**SHORT TASK**
Starting with the line that holds "Would you be able to point out the driver", copy out each remaining line of the listing below, up to and including the last one, and include nothing else.

(Pointing and labeling entries)

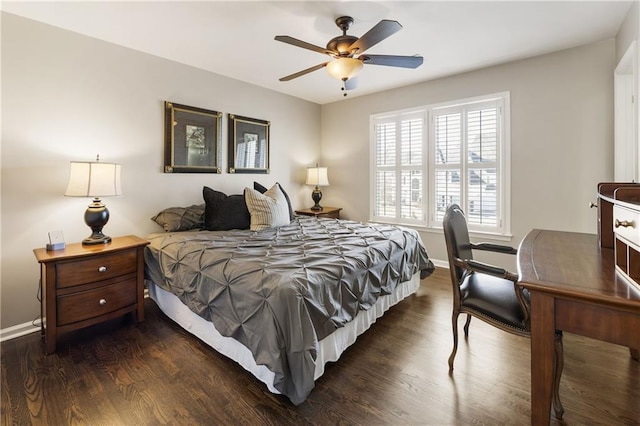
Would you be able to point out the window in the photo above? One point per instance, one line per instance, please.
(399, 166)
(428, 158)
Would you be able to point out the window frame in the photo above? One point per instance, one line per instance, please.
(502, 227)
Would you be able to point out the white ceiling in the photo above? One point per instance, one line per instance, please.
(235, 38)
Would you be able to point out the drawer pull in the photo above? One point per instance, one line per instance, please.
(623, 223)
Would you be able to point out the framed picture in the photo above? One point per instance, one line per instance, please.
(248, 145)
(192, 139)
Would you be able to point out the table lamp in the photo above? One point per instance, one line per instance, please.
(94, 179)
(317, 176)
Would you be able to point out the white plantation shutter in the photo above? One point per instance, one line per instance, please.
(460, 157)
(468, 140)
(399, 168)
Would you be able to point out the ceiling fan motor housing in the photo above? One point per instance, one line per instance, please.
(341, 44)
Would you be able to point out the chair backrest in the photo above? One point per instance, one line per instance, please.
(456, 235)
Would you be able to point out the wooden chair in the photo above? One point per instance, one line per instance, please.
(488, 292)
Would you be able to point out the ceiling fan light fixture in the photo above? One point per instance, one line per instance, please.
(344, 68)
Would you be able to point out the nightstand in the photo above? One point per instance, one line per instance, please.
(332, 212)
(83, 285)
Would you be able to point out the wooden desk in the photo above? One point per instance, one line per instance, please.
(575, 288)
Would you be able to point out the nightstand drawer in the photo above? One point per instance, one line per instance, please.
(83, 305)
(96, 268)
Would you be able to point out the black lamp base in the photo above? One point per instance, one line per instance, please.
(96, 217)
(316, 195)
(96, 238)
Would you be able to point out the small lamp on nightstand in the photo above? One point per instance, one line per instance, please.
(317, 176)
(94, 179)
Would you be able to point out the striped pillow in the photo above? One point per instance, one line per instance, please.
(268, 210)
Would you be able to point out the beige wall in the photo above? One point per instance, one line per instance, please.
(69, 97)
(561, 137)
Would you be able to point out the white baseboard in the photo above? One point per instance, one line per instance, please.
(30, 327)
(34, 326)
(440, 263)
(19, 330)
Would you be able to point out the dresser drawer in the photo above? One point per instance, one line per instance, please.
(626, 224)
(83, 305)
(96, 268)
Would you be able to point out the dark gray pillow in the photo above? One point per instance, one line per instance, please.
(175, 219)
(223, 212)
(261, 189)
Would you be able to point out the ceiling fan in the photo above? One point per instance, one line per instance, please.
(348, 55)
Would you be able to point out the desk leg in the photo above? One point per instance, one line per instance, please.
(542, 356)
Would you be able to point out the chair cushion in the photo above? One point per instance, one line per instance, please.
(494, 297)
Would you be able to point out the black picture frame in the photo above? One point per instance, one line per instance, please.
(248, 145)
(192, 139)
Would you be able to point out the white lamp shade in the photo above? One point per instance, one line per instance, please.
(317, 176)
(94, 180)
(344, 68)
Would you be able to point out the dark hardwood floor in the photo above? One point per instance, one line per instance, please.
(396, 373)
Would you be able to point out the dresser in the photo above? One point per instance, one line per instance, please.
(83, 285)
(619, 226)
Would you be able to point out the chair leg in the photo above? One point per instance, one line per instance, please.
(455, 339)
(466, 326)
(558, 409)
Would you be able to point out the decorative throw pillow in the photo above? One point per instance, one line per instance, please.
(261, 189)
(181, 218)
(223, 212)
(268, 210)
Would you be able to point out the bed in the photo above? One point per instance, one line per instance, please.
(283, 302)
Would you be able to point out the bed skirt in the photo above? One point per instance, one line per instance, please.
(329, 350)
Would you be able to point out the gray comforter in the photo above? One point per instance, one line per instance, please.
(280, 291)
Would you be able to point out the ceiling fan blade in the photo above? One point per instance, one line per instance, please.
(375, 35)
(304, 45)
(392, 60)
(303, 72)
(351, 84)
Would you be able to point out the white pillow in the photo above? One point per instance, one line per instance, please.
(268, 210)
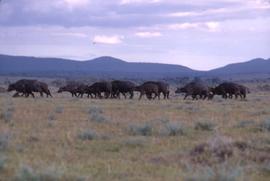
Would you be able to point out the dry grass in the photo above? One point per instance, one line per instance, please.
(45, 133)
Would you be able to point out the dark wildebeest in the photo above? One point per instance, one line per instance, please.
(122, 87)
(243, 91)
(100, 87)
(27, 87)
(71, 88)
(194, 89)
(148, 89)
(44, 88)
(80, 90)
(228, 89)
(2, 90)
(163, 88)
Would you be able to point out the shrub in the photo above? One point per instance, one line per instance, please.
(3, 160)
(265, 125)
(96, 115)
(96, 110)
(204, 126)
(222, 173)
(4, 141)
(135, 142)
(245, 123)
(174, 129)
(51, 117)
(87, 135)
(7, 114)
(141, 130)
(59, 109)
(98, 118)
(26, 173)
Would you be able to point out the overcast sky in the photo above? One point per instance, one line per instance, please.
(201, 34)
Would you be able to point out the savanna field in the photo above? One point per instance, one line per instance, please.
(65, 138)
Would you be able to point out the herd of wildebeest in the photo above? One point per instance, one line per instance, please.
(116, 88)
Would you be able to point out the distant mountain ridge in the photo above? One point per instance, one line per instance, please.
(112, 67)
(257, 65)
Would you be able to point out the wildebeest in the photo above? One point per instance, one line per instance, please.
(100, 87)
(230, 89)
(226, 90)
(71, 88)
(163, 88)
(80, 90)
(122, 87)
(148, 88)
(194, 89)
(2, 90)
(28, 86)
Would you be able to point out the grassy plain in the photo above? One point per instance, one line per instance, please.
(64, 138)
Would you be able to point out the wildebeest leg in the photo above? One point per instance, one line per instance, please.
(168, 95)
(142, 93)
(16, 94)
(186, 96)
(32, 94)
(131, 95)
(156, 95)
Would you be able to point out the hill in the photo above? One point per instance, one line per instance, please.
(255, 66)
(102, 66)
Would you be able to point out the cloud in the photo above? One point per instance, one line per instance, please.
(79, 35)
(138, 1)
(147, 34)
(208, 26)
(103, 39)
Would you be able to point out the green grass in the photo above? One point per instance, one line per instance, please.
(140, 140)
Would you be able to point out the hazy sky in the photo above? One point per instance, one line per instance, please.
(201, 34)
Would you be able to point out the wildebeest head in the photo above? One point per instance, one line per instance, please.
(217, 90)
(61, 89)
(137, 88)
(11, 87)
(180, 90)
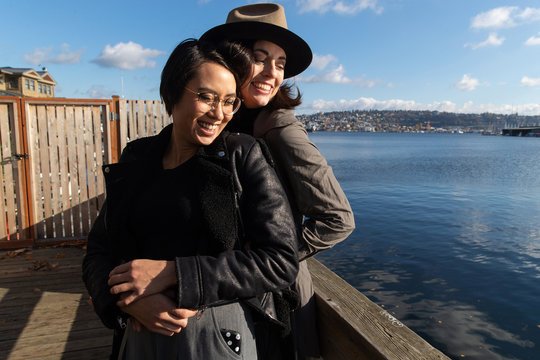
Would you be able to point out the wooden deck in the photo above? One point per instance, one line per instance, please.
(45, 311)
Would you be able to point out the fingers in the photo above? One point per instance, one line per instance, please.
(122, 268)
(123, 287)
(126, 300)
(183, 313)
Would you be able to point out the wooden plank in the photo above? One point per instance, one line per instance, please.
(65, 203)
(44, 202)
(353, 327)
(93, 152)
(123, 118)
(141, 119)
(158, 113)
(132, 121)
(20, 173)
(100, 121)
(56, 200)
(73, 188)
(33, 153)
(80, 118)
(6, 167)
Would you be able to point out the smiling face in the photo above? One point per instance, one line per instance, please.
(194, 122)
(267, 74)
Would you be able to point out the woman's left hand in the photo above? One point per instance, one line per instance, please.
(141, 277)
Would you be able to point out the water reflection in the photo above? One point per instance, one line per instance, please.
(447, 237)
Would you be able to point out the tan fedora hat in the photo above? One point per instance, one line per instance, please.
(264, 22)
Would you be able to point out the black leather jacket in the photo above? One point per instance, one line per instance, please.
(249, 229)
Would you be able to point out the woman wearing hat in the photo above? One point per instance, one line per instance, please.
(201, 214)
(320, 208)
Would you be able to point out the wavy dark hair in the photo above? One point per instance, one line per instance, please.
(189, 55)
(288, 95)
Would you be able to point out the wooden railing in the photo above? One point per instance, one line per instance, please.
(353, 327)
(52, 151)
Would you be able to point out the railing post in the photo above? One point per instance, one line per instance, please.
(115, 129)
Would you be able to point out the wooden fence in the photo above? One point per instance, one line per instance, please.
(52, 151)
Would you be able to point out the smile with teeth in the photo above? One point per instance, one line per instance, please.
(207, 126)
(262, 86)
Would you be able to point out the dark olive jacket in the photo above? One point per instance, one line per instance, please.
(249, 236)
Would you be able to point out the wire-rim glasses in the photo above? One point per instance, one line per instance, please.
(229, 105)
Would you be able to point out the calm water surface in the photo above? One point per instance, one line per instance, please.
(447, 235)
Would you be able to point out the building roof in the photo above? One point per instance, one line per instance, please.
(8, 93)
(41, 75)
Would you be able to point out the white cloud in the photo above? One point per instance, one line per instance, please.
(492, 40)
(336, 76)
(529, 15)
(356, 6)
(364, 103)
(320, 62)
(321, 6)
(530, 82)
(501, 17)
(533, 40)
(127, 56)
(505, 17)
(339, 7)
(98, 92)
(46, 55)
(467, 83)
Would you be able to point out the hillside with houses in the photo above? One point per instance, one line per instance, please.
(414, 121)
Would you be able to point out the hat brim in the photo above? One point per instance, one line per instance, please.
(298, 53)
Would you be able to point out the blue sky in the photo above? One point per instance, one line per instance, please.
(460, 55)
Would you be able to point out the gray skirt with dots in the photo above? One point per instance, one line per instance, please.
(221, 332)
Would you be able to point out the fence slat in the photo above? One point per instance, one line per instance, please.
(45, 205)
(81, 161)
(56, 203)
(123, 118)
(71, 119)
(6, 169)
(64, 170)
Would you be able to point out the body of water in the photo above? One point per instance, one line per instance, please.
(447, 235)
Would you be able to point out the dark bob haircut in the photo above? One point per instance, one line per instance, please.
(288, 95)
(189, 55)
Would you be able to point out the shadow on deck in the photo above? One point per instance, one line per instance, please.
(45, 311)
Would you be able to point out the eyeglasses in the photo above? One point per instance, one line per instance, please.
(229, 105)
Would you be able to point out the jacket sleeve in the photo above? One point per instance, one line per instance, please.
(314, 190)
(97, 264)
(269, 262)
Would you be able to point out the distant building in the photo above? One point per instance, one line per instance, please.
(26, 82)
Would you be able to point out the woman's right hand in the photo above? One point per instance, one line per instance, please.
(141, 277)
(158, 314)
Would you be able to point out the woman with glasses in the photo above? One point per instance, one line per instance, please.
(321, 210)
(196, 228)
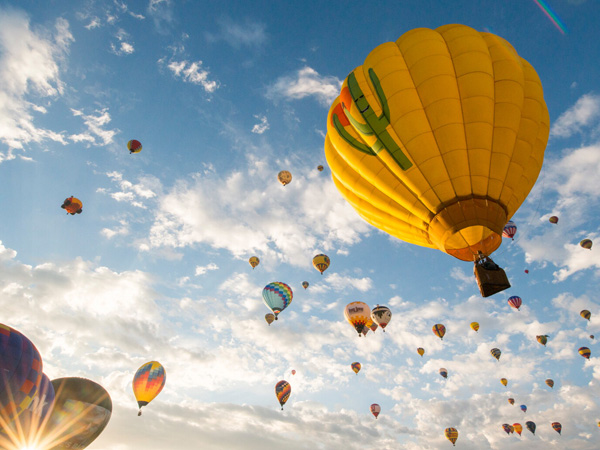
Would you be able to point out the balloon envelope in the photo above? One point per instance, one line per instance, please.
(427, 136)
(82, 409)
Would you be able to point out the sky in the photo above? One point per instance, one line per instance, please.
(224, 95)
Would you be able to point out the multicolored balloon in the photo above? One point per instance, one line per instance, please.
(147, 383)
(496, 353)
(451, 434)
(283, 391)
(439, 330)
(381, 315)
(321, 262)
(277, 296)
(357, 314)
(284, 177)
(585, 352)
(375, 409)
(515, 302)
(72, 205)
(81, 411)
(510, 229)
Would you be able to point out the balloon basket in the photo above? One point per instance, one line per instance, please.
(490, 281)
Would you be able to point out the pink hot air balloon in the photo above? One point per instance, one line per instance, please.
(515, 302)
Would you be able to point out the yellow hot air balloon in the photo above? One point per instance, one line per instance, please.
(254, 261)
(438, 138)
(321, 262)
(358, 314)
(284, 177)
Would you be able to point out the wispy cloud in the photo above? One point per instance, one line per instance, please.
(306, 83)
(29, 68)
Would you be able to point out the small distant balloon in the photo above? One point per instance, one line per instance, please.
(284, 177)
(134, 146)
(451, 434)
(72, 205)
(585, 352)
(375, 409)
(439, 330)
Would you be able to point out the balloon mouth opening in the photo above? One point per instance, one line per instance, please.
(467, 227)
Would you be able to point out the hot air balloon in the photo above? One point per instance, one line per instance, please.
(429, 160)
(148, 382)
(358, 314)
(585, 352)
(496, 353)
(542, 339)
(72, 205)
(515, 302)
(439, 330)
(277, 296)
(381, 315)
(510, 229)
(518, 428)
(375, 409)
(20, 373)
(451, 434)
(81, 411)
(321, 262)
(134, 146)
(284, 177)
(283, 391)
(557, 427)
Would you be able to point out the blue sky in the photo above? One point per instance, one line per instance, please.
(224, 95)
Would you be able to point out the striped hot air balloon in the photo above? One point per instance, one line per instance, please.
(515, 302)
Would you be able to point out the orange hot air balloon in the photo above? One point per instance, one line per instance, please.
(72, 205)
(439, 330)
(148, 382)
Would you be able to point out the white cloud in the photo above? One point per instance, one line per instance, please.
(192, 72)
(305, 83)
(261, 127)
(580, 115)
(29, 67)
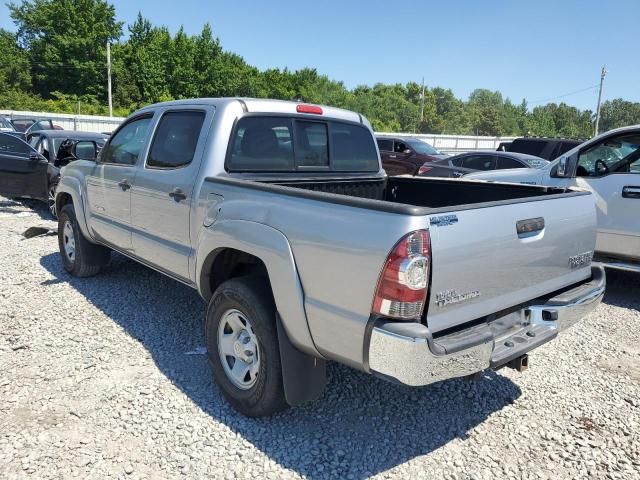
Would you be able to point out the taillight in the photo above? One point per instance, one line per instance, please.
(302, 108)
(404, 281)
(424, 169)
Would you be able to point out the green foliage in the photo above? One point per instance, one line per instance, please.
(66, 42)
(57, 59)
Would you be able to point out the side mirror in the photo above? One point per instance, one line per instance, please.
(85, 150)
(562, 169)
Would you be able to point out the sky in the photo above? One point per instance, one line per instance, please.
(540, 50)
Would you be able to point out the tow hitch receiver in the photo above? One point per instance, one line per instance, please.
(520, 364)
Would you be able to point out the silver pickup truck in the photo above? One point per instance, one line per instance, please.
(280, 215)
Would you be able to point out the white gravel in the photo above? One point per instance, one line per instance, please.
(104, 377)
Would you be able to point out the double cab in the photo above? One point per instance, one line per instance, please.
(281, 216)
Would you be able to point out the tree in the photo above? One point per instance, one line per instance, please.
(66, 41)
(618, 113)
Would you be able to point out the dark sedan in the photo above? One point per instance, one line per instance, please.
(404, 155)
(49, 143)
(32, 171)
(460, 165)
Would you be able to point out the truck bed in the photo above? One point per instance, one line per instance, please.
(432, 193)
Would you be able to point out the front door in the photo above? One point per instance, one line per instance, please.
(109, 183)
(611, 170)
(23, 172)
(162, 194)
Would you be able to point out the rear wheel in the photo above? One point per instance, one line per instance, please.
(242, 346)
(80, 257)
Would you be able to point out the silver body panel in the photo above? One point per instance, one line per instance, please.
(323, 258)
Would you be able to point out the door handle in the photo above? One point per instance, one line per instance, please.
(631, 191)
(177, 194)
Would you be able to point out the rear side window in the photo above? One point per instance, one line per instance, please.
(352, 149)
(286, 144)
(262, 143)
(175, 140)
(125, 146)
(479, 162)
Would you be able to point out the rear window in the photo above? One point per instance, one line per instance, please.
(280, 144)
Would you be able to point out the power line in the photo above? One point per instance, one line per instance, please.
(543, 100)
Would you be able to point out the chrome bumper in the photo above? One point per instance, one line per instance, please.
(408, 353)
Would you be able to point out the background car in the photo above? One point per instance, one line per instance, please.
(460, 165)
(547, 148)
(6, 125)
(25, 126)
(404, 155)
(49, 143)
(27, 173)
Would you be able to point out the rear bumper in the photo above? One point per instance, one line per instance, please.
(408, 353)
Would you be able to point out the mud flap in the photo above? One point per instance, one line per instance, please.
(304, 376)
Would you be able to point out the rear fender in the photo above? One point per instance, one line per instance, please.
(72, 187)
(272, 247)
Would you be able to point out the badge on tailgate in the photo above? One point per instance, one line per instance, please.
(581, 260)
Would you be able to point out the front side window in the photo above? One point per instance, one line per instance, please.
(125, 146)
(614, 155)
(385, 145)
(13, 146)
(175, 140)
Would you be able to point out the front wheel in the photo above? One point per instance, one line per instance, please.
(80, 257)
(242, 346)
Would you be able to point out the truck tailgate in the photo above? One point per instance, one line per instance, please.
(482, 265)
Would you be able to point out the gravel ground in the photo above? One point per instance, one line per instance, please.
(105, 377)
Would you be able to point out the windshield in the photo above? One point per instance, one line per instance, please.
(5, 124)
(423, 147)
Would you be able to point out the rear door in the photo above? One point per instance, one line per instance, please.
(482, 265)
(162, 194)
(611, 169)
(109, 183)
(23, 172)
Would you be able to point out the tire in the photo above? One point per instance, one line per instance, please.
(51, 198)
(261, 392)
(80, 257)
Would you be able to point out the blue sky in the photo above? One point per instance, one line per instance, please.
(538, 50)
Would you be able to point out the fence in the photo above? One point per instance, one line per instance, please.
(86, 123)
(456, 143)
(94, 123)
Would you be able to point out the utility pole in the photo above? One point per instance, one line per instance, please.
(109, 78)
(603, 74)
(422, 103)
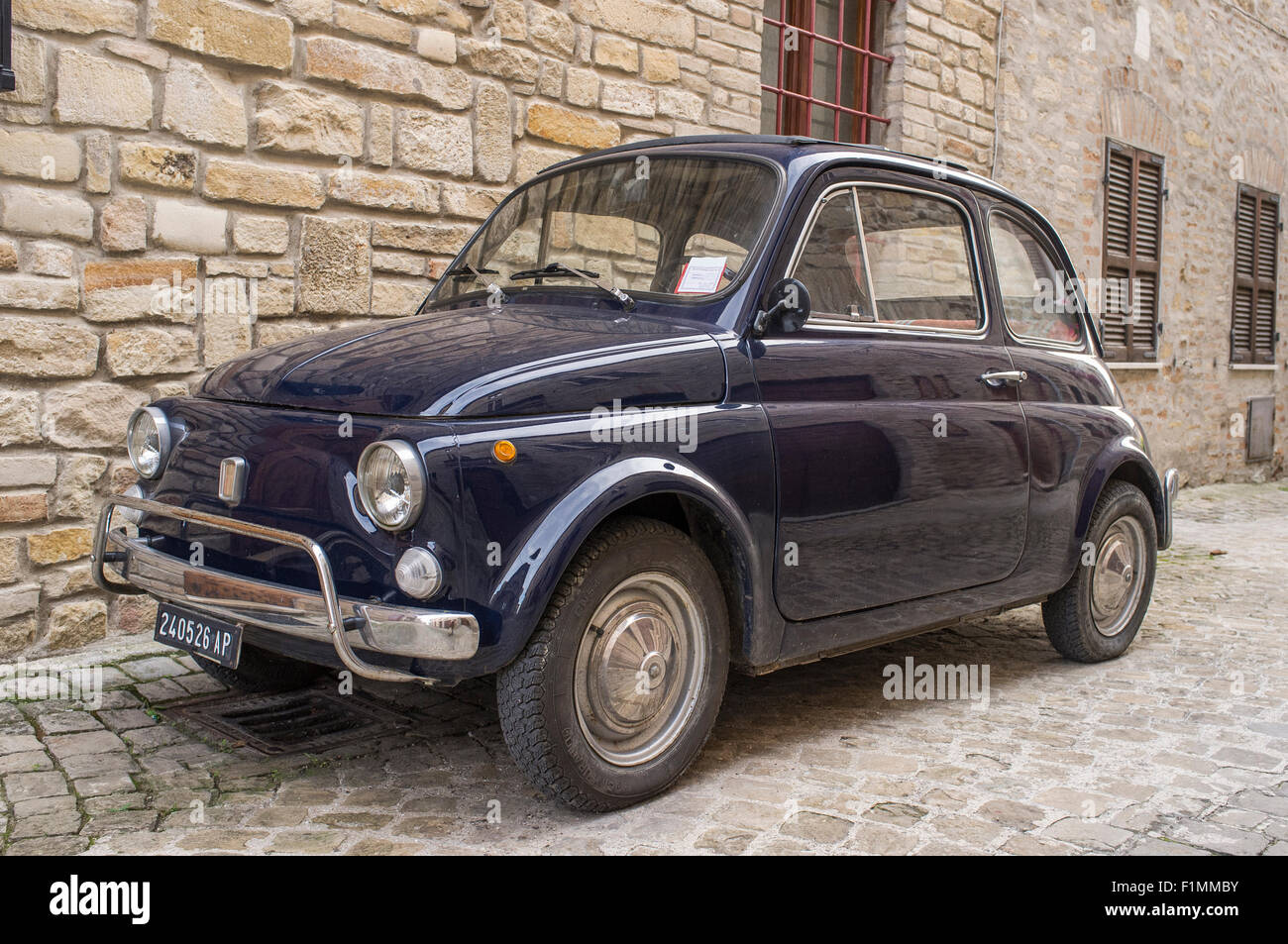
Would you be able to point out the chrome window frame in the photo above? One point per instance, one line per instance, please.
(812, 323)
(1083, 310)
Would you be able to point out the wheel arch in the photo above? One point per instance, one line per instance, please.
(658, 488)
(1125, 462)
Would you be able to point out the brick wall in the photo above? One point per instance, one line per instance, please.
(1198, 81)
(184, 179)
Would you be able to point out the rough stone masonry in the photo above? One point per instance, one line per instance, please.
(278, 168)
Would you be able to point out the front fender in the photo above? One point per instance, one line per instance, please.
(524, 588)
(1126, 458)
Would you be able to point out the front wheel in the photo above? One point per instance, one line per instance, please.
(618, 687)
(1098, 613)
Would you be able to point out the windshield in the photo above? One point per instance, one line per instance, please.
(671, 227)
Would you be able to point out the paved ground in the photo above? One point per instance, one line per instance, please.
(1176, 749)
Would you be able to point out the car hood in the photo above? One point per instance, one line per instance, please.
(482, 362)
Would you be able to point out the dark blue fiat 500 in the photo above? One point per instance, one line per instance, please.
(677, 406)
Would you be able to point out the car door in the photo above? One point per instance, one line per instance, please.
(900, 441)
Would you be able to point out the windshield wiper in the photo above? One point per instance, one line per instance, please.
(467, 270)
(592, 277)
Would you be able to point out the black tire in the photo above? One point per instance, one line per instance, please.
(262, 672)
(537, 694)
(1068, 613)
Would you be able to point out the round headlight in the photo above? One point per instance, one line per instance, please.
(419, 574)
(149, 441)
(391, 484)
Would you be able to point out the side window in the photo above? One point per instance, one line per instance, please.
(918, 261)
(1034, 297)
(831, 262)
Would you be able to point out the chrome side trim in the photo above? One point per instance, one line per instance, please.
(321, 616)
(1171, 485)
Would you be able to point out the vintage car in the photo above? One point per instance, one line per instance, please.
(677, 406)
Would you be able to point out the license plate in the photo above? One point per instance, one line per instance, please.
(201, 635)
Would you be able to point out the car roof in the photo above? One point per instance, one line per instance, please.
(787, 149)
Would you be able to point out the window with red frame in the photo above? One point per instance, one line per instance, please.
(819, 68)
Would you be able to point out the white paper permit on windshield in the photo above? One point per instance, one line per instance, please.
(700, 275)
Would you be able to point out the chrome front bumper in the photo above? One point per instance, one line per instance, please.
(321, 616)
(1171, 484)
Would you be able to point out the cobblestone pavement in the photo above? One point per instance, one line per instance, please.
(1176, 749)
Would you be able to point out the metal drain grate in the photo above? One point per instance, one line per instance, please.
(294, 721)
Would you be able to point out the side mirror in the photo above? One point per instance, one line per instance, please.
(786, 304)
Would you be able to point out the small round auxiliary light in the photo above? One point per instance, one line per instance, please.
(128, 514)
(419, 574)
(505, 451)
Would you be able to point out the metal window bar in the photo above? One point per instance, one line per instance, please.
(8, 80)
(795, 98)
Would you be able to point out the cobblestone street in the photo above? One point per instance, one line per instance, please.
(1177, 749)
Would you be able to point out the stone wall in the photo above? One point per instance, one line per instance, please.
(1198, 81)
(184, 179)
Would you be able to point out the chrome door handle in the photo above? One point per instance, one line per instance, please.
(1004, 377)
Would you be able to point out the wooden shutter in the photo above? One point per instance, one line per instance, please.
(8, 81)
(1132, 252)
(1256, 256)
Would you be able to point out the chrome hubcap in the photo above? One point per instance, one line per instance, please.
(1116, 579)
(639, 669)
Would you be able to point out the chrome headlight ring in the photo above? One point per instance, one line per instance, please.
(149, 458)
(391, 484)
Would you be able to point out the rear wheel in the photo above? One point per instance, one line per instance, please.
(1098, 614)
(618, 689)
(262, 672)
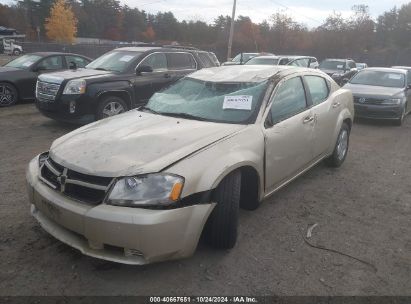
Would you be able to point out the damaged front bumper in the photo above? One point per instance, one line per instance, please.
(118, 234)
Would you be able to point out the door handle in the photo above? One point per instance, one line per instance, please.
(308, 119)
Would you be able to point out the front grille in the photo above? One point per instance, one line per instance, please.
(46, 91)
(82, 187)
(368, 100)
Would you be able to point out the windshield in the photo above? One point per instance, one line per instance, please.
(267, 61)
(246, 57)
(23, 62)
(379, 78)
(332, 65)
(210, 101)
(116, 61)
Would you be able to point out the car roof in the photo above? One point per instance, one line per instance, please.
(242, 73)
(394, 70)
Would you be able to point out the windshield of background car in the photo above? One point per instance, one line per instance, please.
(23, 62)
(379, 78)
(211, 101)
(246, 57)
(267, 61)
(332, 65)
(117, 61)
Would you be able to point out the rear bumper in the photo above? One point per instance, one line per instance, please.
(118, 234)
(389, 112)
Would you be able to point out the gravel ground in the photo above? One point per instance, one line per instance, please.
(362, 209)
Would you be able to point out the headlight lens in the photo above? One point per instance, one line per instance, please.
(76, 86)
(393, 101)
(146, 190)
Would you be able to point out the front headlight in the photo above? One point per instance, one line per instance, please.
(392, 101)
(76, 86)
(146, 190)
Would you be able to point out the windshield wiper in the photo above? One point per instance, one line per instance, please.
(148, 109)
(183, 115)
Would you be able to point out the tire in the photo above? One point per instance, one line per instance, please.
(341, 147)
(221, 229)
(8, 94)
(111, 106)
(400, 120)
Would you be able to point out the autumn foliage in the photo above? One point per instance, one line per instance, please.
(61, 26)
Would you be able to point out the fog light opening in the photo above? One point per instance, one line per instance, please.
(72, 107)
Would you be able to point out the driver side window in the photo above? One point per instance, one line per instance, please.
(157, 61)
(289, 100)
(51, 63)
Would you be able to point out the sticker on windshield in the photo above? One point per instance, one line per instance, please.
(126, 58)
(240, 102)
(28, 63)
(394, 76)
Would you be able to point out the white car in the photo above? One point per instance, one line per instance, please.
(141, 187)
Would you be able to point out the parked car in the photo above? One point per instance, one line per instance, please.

**THE SOLUTION**
Would you be able to point out the driver side window in the photo above? One point per instance, one line per instance, please.
(157, 61)
(289, 100)
(51, 63)
Would you be able to point out the sticker on windshield in the photo above? One point per instance, one line per instance, please.
(126, 58)
(240, 102)
(28, 63)
(394, 76)
Would you be able to point out the white car in the photo above? One point per instance, one line per instance, please.
(141, 187)
Would you be able to point out the parked car in the photo above? One point per instance, one line per instance, please.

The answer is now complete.